Task goal
Summarize the passage on Jakob Ackeret in two sentences.

------ Selected passage

Swiss aeronautical engineer

Jakob Ackeret, FRAeS (17 March 1898 – 27 March 1981) was a Swiss aeronautical engineer. He is widely viewed as one of the foremost aeronautics experts of the 20th century.

== Birth and education ==
Jakob Ackeret was born in 1898 in Switzerland. He received his diploma degree in mechanical engineering from ETH Zurich in 1920 under the supervision of Aurel Stodola. From 1921 to 1927 he worked with Ludwig Prandtl at the "Aerodynamische Versuchsanstalt" in Göttingen, witnessing a legendary period in the development of modern fluid dynamics. He received his PhD from ETH Zurich in 1927.

== Academic career ==
After completing his PhD, Ackeret worked at Escher Wyss AG in Zurich as chief engineer of hydraulics, where he applied, with great success, modern aerodynamics to the design of turbines.

------------
------ Provided information

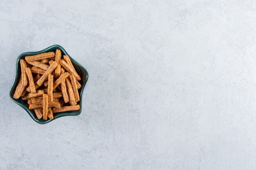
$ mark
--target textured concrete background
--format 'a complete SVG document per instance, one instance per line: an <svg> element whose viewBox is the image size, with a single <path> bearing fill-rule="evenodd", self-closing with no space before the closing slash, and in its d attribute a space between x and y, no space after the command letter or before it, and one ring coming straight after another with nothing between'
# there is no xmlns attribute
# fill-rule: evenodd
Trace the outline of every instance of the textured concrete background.
<svg viewBox="0 0 256 170"><path fill-rule="evenodd" d="M256 169L255 1L1 1L0 170ZM90 79L41 125L8 93L56 44Z"/></svg>

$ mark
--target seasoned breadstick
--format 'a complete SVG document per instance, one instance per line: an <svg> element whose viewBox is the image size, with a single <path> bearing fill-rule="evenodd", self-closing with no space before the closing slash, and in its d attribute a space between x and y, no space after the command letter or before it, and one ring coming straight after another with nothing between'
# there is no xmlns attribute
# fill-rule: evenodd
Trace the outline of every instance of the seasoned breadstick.
<svg viewBox="0 0 256 170"><path fill-rule="evenodd" d="M63 99L65 103L67 103L69 102L70 100L68 98L68 95L67 95L67 88L66 88L66 83L65 81L63 81L61 83L61 92L62 93L62 96L63 96Z"/></svg>
<svg viewBox="0 0 256 170"><path fill-rule="evenodd" d="M43 108L43 105L37 104L30 104L29 105L29 109L34 109L36 108Z"/></svg>
<svg viewBox="0 0 256 170"><path fill-rule="evenodd" d="M51 58L55 55L54 52L49 52L49 53L44 53L37 55L31 55L25 57L25 60L27 62L32 62L33 61L38 61L47 58Z"/></svg>
<svg viewBox="0 0 256 170"><path fill-rule="evenodd" d="M70 81L69 78L67 77L65 79L66 85L68 93L68 97L69 97L69 102L71 105L75 105L76 104L75 97L74 95L74 92L72 89L72 85Z"/></svg>
<svg viewBox="0 0 256 170"><path fill-rule="evenodd" d="M56 50L55 52L55 61L58 63L58 66L55 68L55 74L57 76L61 74L61 65L59 64L59 62L61 58L61 51L58 49Z"/></svg>
<svg viewBox="0 0 256 170"><path fill-rule="evenodd" d="M56 92L53 93L53 98L60 98L62 97L62 93L61 92Z"/></svg>
<svg viewBox="0 0 256 170"><path fill-rule="evenodd" d="M72 88L73 89L74 95L75 97L75 101L77 102L80 100L80 99L79 97L79 94L78 93L77 86L76 86L76 78L73 73L70 74L69 77L70 79L70 82L71 82L71 85L72 85Z"/></svg>
<svg viewBox="0 0 256 170"><path fill-rule="evenodd" d="M36 104L43 104L43 99L37 98L32 98L31 99L29 103ZM60 103L54 101L52 102L48 101L48 105L49 107L53 107L58 108L61 107L61 104Z"/></svg>
<svg viewBox="0 0 256 170"><path fill-rule="evenodd" d="M53 94L52 91L53 90L53 75L49 74L48 75L48 88L47 94L48 94L49 101L53 101Z"/></svg>
<svg viewBox="0 0 256 170"><path fill-rule="evenodd" d="M32 67L31 68L31 72L37 74L44 74L45 73L45 71L38 67Z"/></svg>
<svg viewBox="0 0 256 170"><path fill-rule="evenodd" d="M38 96L36 98L35 98L34 99L43 99L43 97L42 96ZM54 102L58 102L60 101L60 99L58 98L53 98Z"/></svg>
<svg viewBox="0 0 256 170"><path fill-rule="evenodd" d="M62 67L61 67L61 74L65 72L65 69Z"/></svg>
<svg viewBox="0 0 256 170"><path fill-rule="evenodd" d="M35 82L36 82L36 81L37 81L37 80L38 80L40 78L40 77L41 77L41 75L40 75L39 74L37 74L36 76L36 77L34 77L34 83ZM39 86L37 84L35 84L35 88L36 88L36 89L38 89L38 87L39 87ZM27 91L28 91L29 92L31 92L30 88L29 87L29 86L26 89L26 90ZM24 96L22 95L23 95L23 93L22 95L21 95L21 96Z"/></svg>
<svg viewBox="0 0 256 170"><path fill-rule="evenodd" d="M36 93L36 87L35 86L35 84L34 84L34 80L33 78L33 76L32 75L32 73L31 73L31 70L30 68L28 67L26 68L26 73L27 75L27 77L29 79L29 88L31 93Z"/></svg>
<svg viewBox="0 0 256 170"><path fill-rule="evenodd" d="M37 118L38 119L41 119L42 118L42 117L43 116L43 115L42 114L42 111L41 111L41 110L40 110L40 109L39 108L36 108L34 109L34 112L35 112L35 113L36 113L36 115Z"/></svg>
<svg viewBox="0 0 256 170"><path fill-rule="evenodd" d="M22 84L24 85L27 86L27 77L26 73L26 68L27 68L27 64L26 62L23 59L21 59L20 61L20 68L21 68L21 78L22 80Z"/></svg>
<svg viewBox="0 0 256 170"><path fill-rule="evenodd" d="M67 70L69 73L73 73L74 75L76 77L76 80L81 80L81 77L80 76L77 74L75 70L74 70L73 68L69 65L67 64L67 63L63 60L61 60L60 61L60 64L61 65Z"/></svg>
<svg viewBox="0 0 256 170"><path fill-rule="evenodd" d="M48 95L46 94L43 95L43 119L47 120L48 117Z"/></svg>
<svg viewBox="0 0 256 170"><path fill-rule="evenodd" d="M57 65L58 64L56 62L53 62L50 66L48 68L47 70L46 70L45 73L43 75L42 77L40 77L39 79L37 81L36 84L39 86L42 86L42 84L43 84L45 79L48 77L48 75L49 74L51 74L52 71L53 71L53 70L56 68Z"/></svg>
<svg viewBox="0 0 256 170"><path fill-rule="evenodd" d="M16 89L15 90L15 92L13 95L13 98L14 99L18 99L20 97L21 94L23 93L23 92L26 88L26 86L22 84L22 80L21 76L20 77L20 79L19 82L18 83L17 87L16 87Z"/></svg>
<svg viewBox="0 0 256 170"><path fill-rule="evenodd" d="M49 119L53 119L53 114L52 114L52 108L50 107L48 108L48 117Z"/></svg>
<svg viewBox="0 0 256 170"><path fill-rule="evenodd" d="M64 81L65 79L67 78L70 75L70 73L64 73L61 75L60 75L60 77L54 82L53 84L53 89L55 89L56 88L57 86L61 83L61 82L63 81Z"/></svg>
<svg viewBox="0 0 256 170"><path fill-rule="evenodd" d="M46 70L49 67L47 64L42 63L41 62L35 61L34 62L27 62L27 63L29 64L31 64L33 66L35 66L38 68L41 68L43 70Z"/></svg>
<svg viewBox="0 0 256 170"><path fill-rule="evenodd" d="M51 65L51 64L52 64L53 62L54 62L54 61L53 60L49 60L49 64L50 64L50 66Z"/></svg>
<svg viewBox="0 0 256 170"><path fill-rule="evenodd" d="M49 60L48 59L44 59L40 61L40 62L43 64L47 64L49 62Z"/></svg>
<svg viewBox="0 0 256 170"><path fill-rule="evenodd" d="M74 66L73 65L73 64L72 64L71 60L70 60L70 58L68 55L64 55L63 56L63 57L64 58L64 60L65 60L67 64L69 65L72 68L73 68L73 69L75 71L76 71L76 69L75 69L75 68L74 67Z"/></svg>
<svg viewBox="0 0 256 170"><path fill-rule="evenodd" d="M60 108L53 108L52 112L57 113L58 112L66 112L67 111L77 110L80 109L80 105L77 104L74 106L62 106Z"/></svg>
<svg viewBox="0 0 256 170"><path fill-rule="evenodd" d="M31 98L35 98L38 96L41 96L43 93L43 91L39 90L36 91L36 93L29 93L27 94L25 96L21 97L21 99L23 100L27 100Z"/></svg>
<svg viewBox="0 0 256 170"><path fill-rule="evenodd" d="M82 85L78 82L78 81L76 80L76 86L77 86L77 89L79 89L81 88Z"/></svg>
<svg viewBox="0 0 256 170"><path fill-rule="evenodd" d="M61 107L62 107L63 105L65 103L63 99L61 99L60 101L60 104L61 104Z"/></svg>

------------

Written response
Jakob Ackeret (1898–1981) was a Swiss aeronautical engineer who is widely viewed as one of the foremost aeronautics experts of the 20th century. He earned his mechanical engineering diploma and his PhD at ETH Zurich and worked with Ludwig Prandtl in Göttingen from 1921 to 1927, then became chief engineer of hydraulics at Escher Wyss AG in Zurich, where he applied modern aerodynamics to turbine design.